Recast the part of the material below that opens with the line containing "of the stone" and runs through the end of the material as a Markdown table, leaving out blank lines. Use two columns: "Row" for the row number and "Line" for the line itself.

### [The records]
########################################

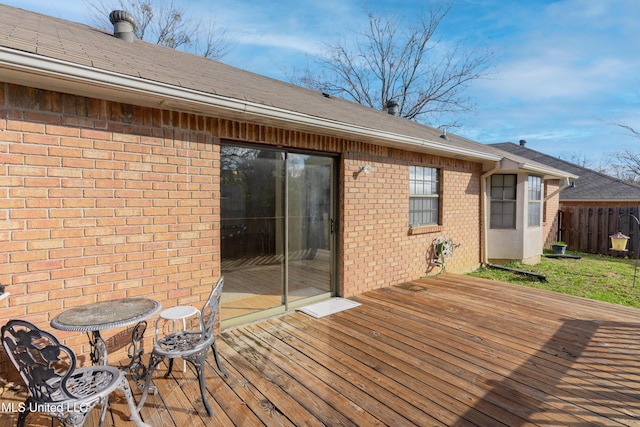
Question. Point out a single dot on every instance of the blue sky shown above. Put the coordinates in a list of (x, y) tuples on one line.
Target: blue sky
[(565, 72)]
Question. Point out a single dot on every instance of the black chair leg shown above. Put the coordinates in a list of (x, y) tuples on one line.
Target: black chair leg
[(153, 362), (22, 416), (169, 369), (215, 354), (200, 365)]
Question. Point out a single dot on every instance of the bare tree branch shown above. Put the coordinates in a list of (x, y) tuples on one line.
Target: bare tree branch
[(391, 61), (164, 23)]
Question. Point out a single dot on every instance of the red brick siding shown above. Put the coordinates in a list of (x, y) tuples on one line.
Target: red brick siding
[(103, 200)]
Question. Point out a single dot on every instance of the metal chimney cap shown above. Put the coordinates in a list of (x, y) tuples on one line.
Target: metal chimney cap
[(123, 24), (392, 107)]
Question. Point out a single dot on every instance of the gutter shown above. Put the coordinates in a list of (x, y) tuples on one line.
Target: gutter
[(20, 67)]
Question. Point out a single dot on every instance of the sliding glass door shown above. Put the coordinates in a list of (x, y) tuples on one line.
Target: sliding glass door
[(276, 230)]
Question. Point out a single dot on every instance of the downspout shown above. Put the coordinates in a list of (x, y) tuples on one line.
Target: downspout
[(485, 219)]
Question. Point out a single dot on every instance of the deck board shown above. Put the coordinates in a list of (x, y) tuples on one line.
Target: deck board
[(446, 351)]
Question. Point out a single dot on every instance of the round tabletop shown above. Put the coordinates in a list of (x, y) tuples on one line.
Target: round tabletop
[(106, 314)]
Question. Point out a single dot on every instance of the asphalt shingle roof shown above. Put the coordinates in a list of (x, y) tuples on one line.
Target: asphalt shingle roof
[(92, 47), (590, 185)]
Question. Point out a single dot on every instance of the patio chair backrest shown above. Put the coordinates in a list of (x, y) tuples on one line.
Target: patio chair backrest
[(210, 310), (43, 363)]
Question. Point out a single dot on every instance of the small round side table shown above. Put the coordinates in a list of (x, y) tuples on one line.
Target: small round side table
[(179, 312)]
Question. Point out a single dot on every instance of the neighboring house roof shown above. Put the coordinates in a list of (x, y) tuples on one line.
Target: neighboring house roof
[(51, 53), (590, 185)]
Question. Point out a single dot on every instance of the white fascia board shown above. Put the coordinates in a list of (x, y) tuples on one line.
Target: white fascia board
[(548, 172), (63, 75)]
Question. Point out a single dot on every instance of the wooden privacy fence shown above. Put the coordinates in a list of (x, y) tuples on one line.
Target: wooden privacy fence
[(588, 229)]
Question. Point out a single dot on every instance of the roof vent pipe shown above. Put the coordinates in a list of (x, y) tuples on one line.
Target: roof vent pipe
[(123, 24), (392, 107)]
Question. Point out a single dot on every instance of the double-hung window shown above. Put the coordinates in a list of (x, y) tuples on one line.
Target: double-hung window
[(535, 200), (424, 196), (503, 201)]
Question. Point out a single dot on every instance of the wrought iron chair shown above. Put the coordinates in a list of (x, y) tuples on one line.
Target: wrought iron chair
[(191, 346), (55, 385)]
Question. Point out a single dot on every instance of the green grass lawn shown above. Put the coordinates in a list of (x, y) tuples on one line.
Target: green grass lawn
[(596, 277)]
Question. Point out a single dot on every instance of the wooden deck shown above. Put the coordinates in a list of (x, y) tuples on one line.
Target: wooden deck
[(450, 351)]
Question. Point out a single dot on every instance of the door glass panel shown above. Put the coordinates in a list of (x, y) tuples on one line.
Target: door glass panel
[(275, 231), (251, 229), (309, 221)]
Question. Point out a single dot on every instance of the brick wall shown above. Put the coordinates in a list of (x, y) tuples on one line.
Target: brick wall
[(103, 200), (379, 250)]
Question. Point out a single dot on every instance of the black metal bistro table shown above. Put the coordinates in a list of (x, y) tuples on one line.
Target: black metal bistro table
[(96, 317)]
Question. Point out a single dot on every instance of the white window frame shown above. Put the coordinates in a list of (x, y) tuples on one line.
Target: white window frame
[(424, 196)]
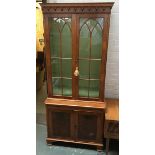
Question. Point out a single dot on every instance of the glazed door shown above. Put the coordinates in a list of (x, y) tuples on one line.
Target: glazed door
[(60, 40)]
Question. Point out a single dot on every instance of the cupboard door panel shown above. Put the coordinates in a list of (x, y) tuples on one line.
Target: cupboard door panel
[(88, 124), (60, 124)]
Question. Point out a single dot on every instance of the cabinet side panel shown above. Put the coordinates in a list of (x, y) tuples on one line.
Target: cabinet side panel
[(47, 55)]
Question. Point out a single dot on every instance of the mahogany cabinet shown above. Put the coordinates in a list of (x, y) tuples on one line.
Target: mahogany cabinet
[(76, 42)]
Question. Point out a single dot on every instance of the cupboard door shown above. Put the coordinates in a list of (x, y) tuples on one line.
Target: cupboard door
[(89, 126), (60, 36), (60, 123), (90, 55)]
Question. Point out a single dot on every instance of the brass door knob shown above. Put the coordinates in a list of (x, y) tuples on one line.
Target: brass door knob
[(76, 72)]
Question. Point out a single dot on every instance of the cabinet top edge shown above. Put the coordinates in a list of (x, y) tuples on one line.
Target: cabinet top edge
[(75, 103)]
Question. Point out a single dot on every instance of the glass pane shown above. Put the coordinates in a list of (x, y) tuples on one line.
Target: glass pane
[(66, 68), (95, 69), (91, 37), (84, 68), (94, 89), (84, 47), (83, 88), (56, 83), (67, 87), (61, 47), (54, 39), (55, 67), (66, 42), (96, 48)]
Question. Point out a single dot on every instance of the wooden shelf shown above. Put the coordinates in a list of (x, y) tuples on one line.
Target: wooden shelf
[(76, 103)]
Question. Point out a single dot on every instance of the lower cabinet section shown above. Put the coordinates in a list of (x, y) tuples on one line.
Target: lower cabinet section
[(77, 125)]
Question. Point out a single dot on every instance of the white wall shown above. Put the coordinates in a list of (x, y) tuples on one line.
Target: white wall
[(112, 72)]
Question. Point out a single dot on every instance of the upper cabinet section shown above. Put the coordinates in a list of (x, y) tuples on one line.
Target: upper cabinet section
[(76, 42)]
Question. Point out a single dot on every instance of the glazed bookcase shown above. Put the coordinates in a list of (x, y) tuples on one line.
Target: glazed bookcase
[(76, 42)]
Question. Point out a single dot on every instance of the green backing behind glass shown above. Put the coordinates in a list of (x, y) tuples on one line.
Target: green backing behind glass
[(61, 55), (90, 50)]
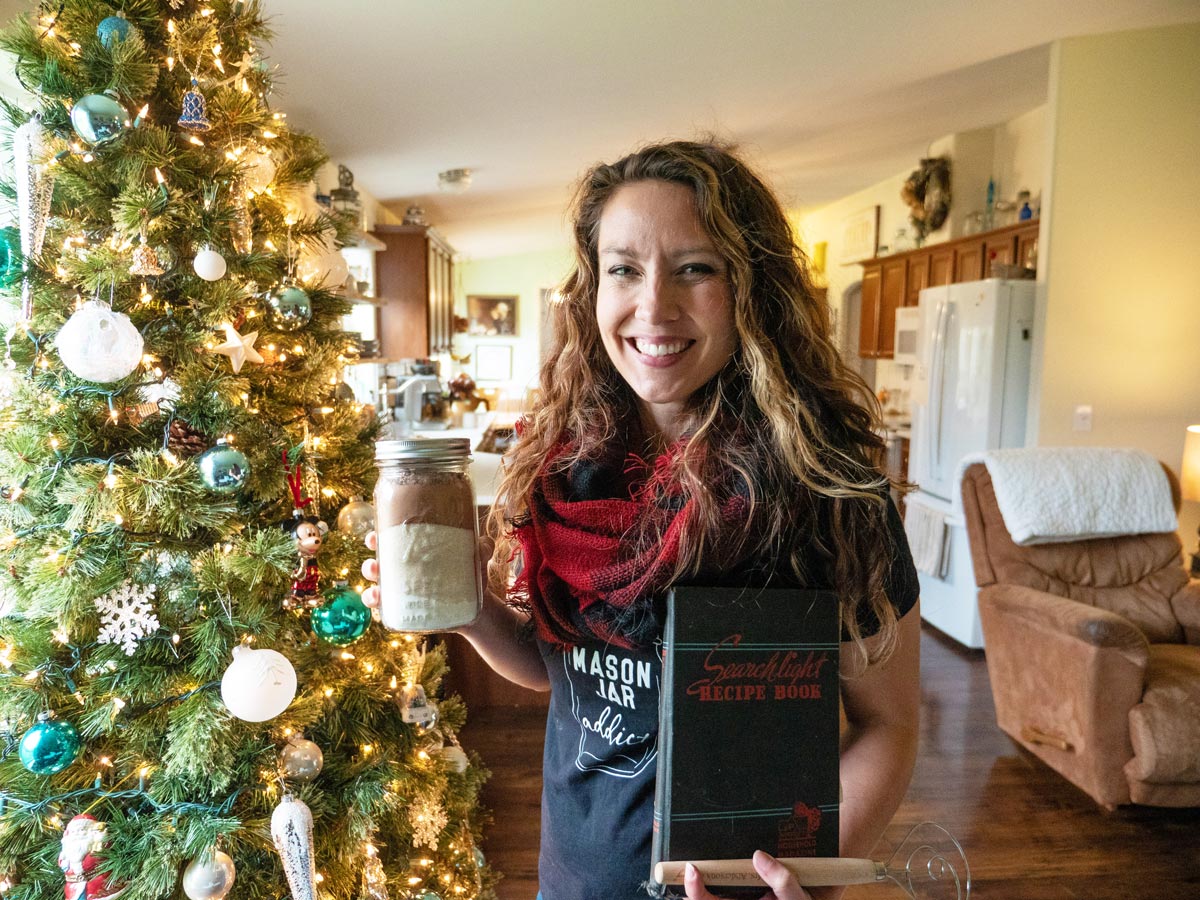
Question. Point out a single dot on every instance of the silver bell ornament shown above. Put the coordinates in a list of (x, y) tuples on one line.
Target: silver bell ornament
[(258, 684), (100, 118), (209, 264), (291, 306), (99, 345), (357, 517), (301, 760), (223, 469), (455, 757), (415, 708), (292, 833), (209, 876)]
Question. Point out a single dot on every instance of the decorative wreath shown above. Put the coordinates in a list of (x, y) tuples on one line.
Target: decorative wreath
[(928, 195)]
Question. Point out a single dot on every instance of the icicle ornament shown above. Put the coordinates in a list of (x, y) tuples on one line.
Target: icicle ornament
[(292, 833), (35, 186)]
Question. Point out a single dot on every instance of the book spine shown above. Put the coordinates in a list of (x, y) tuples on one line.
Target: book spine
[(661, 837)]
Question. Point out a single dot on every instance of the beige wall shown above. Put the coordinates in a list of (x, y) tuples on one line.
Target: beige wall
[(523, 275), (1121, 245)]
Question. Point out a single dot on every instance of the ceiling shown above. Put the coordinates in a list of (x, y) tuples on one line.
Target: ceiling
[(826, 96)]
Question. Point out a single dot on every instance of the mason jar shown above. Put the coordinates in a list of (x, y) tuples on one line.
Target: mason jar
[(426, 527)]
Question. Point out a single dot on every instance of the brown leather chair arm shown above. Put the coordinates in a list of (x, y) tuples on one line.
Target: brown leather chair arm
[(1065, 677), (1074, 621), (1186, 606)]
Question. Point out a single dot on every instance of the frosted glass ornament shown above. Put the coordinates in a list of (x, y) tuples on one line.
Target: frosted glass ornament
[(258, 684), (292, 833), (209, 876), (357, 517), (209, 264), (99, 345)]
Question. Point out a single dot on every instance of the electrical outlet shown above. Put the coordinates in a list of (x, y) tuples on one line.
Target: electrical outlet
[(1083, 418)]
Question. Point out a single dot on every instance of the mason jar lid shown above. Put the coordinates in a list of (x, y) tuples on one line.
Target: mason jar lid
[(423, 449)]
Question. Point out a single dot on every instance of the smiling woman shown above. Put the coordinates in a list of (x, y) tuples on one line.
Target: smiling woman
[(664, 306), (694, 425)]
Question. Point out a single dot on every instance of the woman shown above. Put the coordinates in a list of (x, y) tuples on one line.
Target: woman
[(695, 425)]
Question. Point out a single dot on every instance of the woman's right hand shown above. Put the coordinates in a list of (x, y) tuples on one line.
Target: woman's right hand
[(371, 573)]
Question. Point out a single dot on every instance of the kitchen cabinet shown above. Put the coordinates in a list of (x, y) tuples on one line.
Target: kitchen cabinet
[(898, 280), (883, 291), (414, 276)]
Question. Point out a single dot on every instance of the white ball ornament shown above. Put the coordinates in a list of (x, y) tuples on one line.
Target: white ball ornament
[(209, 264), (258, 684), (100, 345), (209, 876)]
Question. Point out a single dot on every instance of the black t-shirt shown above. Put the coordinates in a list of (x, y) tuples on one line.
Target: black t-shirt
[(601, 749)]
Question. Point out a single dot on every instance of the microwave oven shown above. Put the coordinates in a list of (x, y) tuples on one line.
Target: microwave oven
[(905, 346)]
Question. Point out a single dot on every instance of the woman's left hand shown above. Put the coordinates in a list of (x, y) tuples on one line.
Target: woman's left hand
[(781, 882)]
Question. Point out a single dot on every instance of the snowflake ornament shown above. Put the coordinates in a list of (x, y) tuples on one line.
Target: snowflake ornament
[(127, 615), (427, 817)]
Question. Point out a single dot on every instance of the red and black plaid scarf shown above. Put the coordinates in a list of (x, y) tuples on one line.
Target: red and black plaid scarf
[(600, 545)]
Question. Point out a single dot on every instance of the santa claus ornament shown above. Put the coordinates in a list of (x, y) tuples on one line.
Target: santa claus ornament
[(309, 533), (83, 841)]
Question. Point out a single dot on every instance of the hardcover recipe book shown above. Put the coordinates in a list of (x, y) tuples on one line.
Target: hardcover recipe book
[(748, 744)]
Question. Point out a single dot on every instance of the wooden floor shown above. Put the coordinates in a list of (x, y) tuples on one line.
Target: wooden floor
[(1027, 833)]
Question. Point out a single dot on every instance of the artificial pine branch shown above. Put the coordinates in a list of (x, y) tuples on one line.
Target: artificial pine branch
[(101, 490)]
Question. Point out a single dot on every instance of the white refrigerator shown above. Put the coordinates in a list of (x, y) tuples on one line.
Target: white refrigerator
[(971, 390)]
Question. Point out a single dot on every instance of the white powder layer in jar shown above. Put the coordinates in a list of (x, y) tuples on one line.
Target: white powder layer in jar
[(426, 521), (426, 577)]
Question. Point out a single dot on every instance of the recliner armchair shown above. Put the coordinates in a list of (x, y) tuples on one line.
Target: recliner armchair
[(1093, 653)]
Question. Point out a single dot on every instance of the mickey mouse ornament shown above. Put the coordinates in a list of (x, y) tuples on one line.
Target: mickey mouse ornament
[(309, 533)]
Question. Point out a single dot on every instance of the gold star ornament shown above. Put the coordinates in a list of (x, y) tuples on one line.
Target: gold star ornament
[(239, 348)]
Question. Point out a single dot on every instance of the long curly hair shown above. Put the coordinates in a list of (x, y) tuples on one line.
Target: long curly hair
[(785, 418)]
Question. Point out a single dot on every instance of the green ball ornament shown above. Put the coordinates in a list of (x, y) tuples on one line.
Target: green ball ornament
[(223, 469), (49, 747), (113, 29), (291, 306), (99, 118), (343, 618)]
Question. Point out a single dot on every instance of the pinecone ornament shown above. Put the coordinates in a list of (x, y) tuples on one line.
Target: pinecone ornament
[(184, 441)]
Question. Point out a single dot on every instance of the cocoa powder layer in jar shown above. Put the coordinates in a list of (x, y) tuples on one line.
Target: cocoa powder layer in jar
[(429, 575)]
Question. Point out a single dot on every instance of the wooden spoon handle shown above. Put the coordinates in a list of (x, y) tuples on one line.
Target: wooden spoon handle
[(809, 871)]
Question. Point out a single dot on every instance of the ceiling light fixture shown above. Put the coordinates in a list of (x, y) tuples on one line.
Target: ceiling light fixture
[(454, 180)]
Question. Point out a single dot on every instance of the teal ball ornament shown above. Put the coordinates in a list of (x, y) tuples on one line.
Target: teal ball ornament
[(113, 29), (223, 469), (291, 307), (343, 618), (10, 257), (49, 747), (99, 118)]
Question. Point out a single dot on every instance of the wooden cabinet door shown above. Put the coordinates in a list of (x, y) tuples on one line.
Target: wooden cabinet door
[(869, 321), (999, 251), (1027, 246), (402, 291), (918, 277), (941, 267), (969, 262), (893, 288)]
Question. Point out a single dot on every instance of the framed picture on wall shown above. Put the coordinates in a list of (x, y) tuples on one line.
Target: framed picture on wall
[(493, 361), (861, 235), (492, 316)]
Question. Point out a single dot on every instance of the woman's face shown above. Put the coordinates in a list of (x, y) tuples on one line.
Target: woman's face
[(664, 304)]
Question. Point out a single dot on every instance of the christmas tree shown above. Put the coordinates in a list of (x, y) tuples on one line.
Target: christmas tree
[(187, 695)]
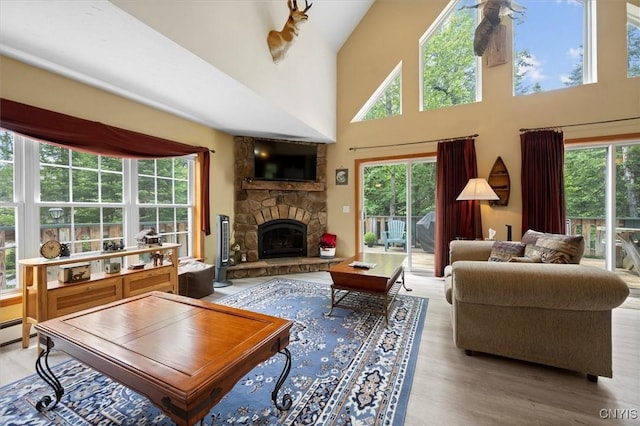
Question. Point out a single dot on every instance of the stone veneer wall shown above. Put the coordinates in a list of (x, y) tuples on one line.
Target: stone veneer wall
[(257, 206)]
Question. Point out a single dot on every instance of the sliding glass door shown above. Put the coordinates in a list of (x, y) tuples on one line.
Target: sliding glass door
[(397, 205), (602, 185)]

########################################

### [Solution for this task]
| Row | Line |
|---|---|
| 1 | Question. Point out a single dot on every instance of the stone veneer wall shown above. Put the coordinates in a list of (x, y) tuples on one line. |
| 2 | Target: stone veneer wall |
| 3 | [(257, 206)] |
| 4 | Question. Point out a single dot on every instance of the sliding glass door shown above. Put the coordinates in a list of (x, y) tuples on one line. |
| 5 | Target: sliding glass door |
| 6 | [(397, 205), (602, 185)] |